Extracted material:
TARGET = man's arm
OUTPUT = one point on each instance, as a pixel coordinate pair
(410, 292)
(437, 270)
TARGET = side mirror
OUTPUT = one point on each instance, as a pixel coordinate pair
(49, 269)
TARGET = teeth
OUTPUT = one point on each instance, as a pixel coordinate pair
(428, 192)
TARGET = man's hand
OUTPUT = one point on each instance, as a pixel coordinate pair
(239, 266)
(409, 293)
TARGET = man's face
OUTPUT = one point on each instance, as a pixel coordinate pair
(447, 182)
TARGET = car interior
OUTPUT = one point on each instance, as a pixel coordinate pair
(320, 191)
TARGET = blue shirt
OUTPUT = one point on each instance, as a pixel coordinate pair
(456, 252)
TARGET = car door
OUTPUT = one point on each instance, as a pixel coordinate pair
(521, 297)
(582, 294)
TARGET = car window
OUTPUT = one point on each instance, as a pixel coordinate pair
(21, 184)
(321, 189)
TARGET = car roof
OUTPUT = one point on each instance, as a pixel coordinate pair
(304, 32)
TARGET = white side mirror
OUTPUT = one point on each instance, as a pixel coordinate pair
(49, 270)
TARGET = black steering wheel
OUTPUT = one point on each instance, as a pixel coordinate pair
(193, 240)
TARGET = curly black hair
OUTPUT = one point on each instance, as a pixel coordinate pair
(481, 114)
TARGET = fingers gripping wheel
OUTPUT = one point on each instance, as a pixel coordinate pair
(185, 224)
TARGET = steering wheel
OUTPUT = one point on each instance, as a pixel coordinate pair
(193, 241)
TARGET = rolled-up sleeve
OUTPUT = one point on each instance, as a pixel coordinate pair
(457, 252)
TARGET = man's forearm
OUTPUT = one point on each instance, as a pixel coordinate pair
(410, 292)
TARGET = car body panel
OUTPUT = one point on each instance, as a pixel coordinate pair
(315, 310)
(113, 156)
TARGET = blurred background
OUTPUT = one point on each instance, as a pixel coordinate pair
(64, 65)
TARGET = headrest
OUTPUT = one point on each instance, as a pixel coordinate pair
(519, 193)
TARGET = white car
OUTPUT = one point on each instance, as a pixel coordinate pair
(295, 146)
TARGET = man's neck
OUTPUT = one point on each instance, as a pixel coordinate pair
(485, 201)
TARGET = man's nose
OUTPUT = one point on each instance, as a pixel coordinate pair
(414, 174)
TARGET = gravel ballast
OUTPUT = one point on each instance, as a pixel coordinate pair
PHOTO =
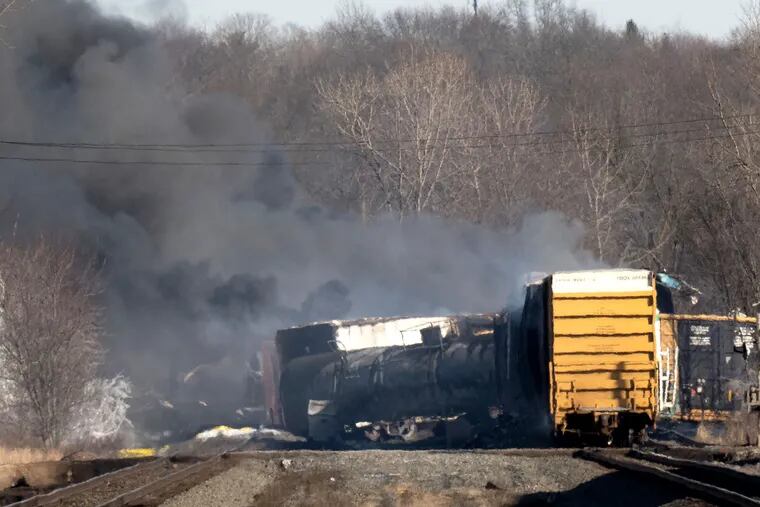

Assignment: In the copy, no pictures should appear; the records themselves must be repeated exactly.

Worked solution:
TARGET = man's arm
OUTPUT = one point on each instance, as a pixel coordinate pair
(410, 292)
(437, 270)
TARGET = side mirror
OUTPUT = one point on each instance, as a pixel coordinate pair
(49, 269)
TARGET = teeth
OUTPUT = one point on each instance, as a pixel coordinate pair
(428, 192)
TARGET = man's hand
OUTPUT = one point on each instance, as a pixel coordinate pair
(239, 266)
(409, 293)
TARGET = man's face
OUTPUT = one point on each instance, as a pixel coordinate pair
(447, 182)
TARGET = car interior
OUTPUT = one point on each instance, as a pixel coordinate pair
(320, 191)
TARGET = blue shirt
OUTPUT = one point on each instance, as a pixel coordinate pair
(456, 252)
TARGET = car door
OUTPUT = one point on each instance, as a pixel coordinate pair
(521, 297)
(582, 294)
TARGET = car window
OUTPUT = one point on each instance, as a pixel coordinate pair
(21, 184)
(321, 189)
TARGET = car roof
OUTPUT = one point on each instance, as a pixel coordinate pair
(304, 32)
TARGET = white side mirror
OUTPUT = one point on each instance, as a pixel coordinate pair
(49, 270)
TARGET = black steering wheel
OUTPUT = one point on each instance, as a pixel coordinate pair
(193, 240)
TARGET = curly black hair
OUTPUT = one point on each instance, as a pixel coordinate pair
(481, 114)
TARGET = fingers gripping wheel
OUTPUT = one point on each instance, as a pixel coordinate pair
(185, 224)
TARGET = steering wheel
OUTPUT = one point on each instance, as a pixel coordinate pair
(193, 241)
TARGET = rolled-up sleeve
OUTPUT = one point on each instance, as a pixel coordinate pair
(457, 252)
TARGET = man's forearm
OUTPUT = one point on each instance, as a pixel coordinate pair
(410, 292)
TARGET = car body panel
OUTPUT = one point on each instance, as a pixel coordinate pair
(315, 310)
(113, 156)
TARGET = blurred background
OUTPUT = one point on each instance, as a pixel coordinate pair
(64, 65)
TARGET = headrest
OUTPUT = one point on each instance, as a pixel coordinate pair
(519, 193)
TARGET = white car
OUTPUT = one point on each instance, as a pixel coordinate pair
(295, 146)
TARGET = man's neck
OUTPUT = one point on each instance, as a pixel coordinate pair
(485, 201)
TARGET = man's nose
OUTPUT = one point on each instance, as a pixel coordinate pair
(414, 174)
TARGET = gravel ballast
OUTPUT = one point on each instance, as a pixel coordinate pair
PHOTO =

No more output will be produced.